| Problem description |
Write out the whole listing again, exactly as given.

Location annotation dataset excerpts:
•••
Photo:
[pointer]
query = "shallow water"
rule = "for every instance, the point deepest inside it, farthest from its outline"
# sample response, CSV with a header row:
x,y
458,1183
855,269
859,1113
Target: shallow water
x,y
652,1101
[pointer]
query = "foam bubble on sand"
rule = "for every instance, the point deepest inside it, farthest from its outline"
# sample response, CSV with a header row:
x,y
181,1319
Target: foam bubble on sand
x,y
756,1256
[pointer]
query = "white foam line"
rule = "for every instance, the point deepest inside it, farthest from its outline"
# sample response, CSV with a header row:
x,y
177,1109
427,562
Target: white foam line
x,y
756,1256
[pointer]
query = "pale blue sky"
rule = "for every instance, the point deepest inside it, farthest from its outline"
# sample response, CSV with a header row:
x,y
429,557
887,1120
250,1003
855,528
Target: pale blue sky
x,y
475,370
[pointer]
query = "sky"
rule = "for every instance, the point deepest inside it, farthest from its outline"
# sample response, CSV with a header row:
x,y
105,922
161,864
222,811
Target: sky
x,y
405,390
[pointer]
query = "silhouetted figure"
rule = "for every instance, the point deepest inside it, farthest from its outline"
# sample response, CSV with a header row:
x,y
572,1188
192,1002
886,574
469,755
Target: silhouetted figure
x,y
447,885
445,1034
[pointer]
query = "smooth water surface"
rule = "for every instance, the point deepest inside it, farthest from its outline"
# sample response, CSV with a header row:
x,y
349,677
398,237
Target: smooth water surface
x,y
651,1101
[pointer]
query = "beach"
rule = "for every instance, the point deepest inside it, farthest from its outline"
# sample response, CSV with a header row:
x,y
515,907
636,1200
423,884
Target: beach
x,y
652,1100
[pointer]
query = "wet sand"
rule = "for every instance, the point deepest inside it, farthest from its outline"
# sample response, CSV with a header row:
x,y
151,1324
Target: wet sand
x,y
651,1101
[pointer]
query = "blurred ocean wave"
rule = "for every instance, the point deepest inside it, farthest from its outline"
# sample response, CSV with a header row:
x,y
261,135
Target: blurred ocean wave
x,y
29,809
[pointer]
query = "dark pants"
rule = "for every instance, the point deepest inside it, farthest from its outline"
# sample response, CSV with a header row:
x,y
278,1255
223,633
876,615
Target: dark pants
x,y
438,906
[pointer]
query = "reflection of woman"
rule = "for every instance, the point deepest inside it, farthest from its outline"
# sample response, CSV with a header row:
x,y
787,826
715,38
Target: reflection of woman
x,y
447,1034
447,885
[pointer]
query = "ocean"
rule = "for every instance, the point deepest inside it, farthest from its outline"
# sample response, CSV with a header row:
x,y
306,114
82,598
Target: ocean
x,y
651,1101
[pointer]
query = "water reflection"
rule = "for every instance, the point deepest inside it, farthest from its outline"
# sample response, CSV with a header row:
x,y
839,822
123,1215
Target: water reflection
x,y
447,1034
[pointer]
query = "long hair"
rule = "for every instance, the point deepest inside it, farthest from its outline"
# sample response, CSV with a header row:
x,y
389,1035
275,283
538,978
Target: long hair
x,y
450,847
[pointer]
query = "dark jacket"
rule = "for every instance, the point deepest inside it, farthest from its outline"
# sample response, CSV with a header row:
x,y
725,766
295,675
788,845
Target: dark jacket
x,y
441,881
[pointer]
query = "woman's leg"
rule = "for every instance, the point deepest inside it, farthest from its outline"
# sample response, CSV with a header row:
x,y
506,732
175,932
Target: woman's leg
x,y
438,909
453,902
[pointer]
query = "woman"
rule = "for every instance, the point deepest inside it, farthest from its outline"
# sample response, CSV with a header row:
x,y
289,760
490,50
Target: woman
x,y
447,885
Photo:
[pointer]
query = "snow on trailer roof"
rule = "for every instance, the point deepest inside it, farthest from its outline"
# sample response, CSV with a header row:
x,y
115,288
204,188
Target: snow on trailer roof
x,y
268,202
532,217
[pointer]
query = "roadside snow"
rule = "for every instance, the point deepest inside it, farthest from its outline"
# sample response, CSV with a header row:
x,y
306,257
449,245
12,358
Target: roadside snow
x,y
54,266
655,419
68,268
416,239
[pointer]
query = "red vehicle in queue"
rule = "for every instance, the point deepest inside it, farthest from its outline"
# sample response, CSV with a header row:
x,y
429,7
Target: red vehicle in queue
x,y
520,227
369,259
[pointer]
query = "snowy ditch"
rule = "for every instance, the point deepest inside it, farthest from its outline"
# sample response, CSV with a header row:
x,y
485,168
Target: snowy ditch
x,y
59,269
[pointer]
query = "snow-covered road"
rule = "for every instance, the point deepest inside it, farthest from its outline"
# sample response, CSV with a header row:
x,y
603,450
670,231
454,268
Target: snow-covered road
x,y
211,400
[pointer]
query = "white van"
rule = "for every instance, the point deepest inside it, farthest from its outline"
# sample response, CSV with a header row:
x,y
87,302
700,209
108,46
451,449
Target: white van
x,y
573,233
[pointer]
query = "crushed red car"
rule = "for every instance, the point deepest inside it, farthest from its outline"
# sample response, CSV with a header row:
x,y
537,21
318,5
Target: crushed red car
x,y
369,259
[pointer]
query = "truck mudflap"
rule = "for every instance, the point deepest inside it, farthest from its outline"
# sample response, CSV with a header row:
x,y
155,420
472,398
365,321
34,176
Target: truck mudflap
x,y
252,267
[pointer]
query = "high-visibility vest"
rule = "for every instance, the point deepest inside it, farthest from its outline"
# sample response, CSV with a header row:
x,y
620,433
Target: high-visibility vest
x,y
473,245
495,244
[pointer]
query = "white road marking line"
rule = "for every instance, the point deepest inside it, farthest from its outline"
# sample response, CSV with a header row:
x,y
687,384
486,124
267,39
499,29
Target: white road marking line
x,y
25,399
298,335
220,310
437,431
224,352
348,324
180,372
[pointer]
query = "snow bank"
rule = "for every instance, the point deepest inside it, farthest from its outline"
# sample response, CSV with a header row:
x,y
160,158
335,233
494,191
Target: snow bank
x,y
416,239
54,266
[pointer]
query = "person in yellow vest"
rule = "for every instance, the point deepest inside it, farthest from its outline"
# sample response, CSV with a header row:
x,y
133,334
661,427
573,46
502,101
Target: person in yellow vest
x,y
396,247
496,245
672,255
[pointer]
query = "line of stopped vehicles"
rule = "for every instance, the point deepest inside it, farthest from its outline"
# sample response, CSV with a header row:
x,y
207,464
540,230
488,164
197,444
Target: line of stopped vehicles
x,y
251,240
•••
| Exercise solution |
Photo:
[pointer]
query = "shallow water"
rule = "for every instance, the point deepest inside it, farthest from its outline"
# sample response, CSV with a header row:
x,y
458,1183
855,269
859,1113
Target: shallow water
x,y
652,1101
[pointer]
query = "foam bubble on sand"
rule = "for every instance, the point deepest inside it, farthest from its outline"
# sample response, CSV with a header row:
x,y
181,1319
Target: foam bubble on sand
x,y
756,1256
[pointer]
query = "white foam line"
rule = "for every instance, the point deepest inside it, farthest from its outline"
# sample response, CSV with a header row:
x,y
177,1109
427,562
Target: white foam line
x,y
756,1256
[pointer]
query = "pale blue sky"
rule = "for every instance, the point deepest inside it, farthest from its outline"
# sample response, CSV with a header row:
x,y
429,557
887,1120
250,1003
855,528
Target: pale blue sky
x,y
475,370
[pointer]
query = "sky"
rule = "for every instance, the point deepest inside it, farthest from its outline"
# sample response, CSV with a header row:
x,y
105,922
161,864
222,811
Target: sky
x,y
405,390
[pointer]
query = "silhouetted figure"
rule = "for every instance, the point deepest inside it, farthest from its outline"
# sample response, CSV with a header row:
x,y
572,1188
192,1002
886,574
469,755
Target: silhouetted figure
x,y
447,885
445,1034
[pointer]
query = "smooth water surface"
rule = "for every instance, the point deepest inside it, farthest from its outline"
# sample response, CSV with a header row:
x,y
349,677
398,237
Target: smooth water surface
x,y
651,1101
[pointer]
query = "beach"
rule = "for every instance, the point deepest inside it, farthest from its outline"
# sample response, CSV with a header row:
x,y
515,907
636,1200
423,884
Target: beach
x,y
652,1100
[pointer]
query = "wet sand"
rule = "for every instance, the point deepest inside it, farthest from its outline"
# sample response, CSV with a header row:
x,y
151,1324
Target: wet sand
x,y
651,1101
[pointer]
query = "blurred ocean wave"
rule = "for every instance, the point deepest inside it, farthest from its outline"
# sample response, CSV with a header row:
x,y
261,135
Target: blurred ocean wave
x,y
29,809
[pointer]
query = "dark pants"
rule = "for every instance, the point deepest inside it, farthest from its outline"
# sample response, CSV with a header row:
x,y
278,1255
223,633
876,615
Target: dark pants
x,y
438,906
[pointer]
query = "reflection of woman"
rule = "for every instance, the point deepest inside it, farthest from its outline"
# sample response, CSV with a header row:
x,y
787,826
715,38
Target: reflection of woman
x,y
447,1034
447,885
[pointer]
query = "ocean"
rule = "for every instance, the point deepest inside it, farthest from its outline"
# sample response, CSV with a header row:
x,y
306,114
82,598
Target: ocean
x,y
651,1101
[pointer]
query = "water reflection"
rule = "for every instance, the point deepest inside it, farthest from its outline"
# sample response, CSV with a header row:
x,y
839,822
123,1215
Target: water reflection
x,y
447,1034
[pointer]
query = "long hair"
rule = "for every instance, the point deepest inside it, farthest from its outline"
# sample response, CSV with a header row:
x,y
389,1035
275,283
538,978
Target: long hair
x,y
450,847
[pointer]
query = "dark jacket"
rule = "for every instance, the point deepest inside it, farthest from its outline"
# sample response, CSV with a header row:
x,y
725,766
295,675
788,845
Target: dark jacket
x,y
441,881
[pointer]
query = "woman's leg"
rule = "for every instance, the point deepest inside it, farthest from its outline"
# sample response, CSV with a header row:
x,y
506,732
175,932
Target: woman's leg
x,y
438,909
453,902
[pointer]
query = "woman"
rule = "for every instance, the point deepest inside it, farthest from its outline"
# sample response, CSV with a header row:
x,y
289,760
490,50
Target: woman
x,y
447,885
Photo:
[pointer]
query = "snow on trailer roof"
rule = "for every instance, the point deepest inside it, farthest from its outline"
# sample response, CSV with a header row:
x,y
115,288
204,188
Target: snow on trailer roof
x,y
268,202
532,217
[pointer]
query = "roadside snow"
rule = "for every instance, the point deepest inside it, farthest from its outline"
# sample response, CSV with a header row:
x,y
306,257
449,245
12,358
Target: roadside snow
x,y
54,266
655,419
68,268
416,239
[pointer]
query = "red vehicle in queue"
rule = "for every instance, the point deepest inside it, farthest from its outline"
# sample response, CSV with a header row:
x,y
429,7
Target: red vehicle in queue
x,y
520,227
369,259
[pointer]
query = "snowy ditch"
rule = "for every instance, the point deepest inside it, farthest from its outline"
# sample response, CSV with a header row:
x,y
485,168
Target: snowy ditch
x,y
59,269
[pointer]
query = "snow-covered road"
rule = "for every instance, the point deepest inside it, farthest from its outline"
# sample response, CSV with a header row:
x,y
603,450
670,231
454,268
Target: snow-covered road
x,y
211,400
[pointer]
query = "white van"
rule = "for every instance, the point deepest inside it, farthest from its outline"
# sample response, CSV with a header row:
x,y
87,302
700,209
108,46
451,449
Target: white van
x,y
573,233
[pointer]
query = "crushed red car"
rule = "for every instance, the point deepest inside it, farthest from its outline"
# sample response, CSV with a header row:
x,y
537,21
318,5
Target: crushed red car
x,y
369,259
[pointer]
query = "truck mudflap"
rule = "for every instance, the point deepest inside it, farthest from its outline"
# sample response, CSV with a header row:
x,y
155,420
472,398
365,321
34,176
Target: truck mudflap
x,y
252,267
[pointer]
query = "high-visibility vest"
rule = "for every instance, the point deepest inside it, farthest from its outline"
# sample response, CSV with a header row:
x,y
620,433
Target: high-visibility vest
x,y
473,245
495,244
[pointer]
query = "white road marking line"
rule = "for every instance, the point deepest inside it, farthest from its outline"
# sample response, CSV with a header row:
x,y
687,384
486,124
267,39
499,29
Target: white road marking line
x,y
25,399
298,335
220,310
437,431
224,352
348,324
180,372
[pointer]
query = "snow bank"
rule = "for every instance, the point deepest inside it, farthest from its outline"
# sample response, CSV with a header row:
x,y
160,158
335,233
494,191
Target: snow bank
x,y
416,239
54,266
[pointer]
query = "person in yellow vest"
rule = "for every instance, the point deepest inside it, farthest from its outline"
# sample response, CSV with a header row:
x,y
133,334
661,427
573,46
502,101
Target: person in yellow vest
x,y
396,247
496,245
672,255
[pointer]
query = "line of stopped vehicles"
rule = "for every instance, the point deepest inside it, farthest from its outline"
# sample response, CSV with a header row:
x,y
207,464
540,230
488,164
197,444
Target: line of stopped vehicles
x,y
251,240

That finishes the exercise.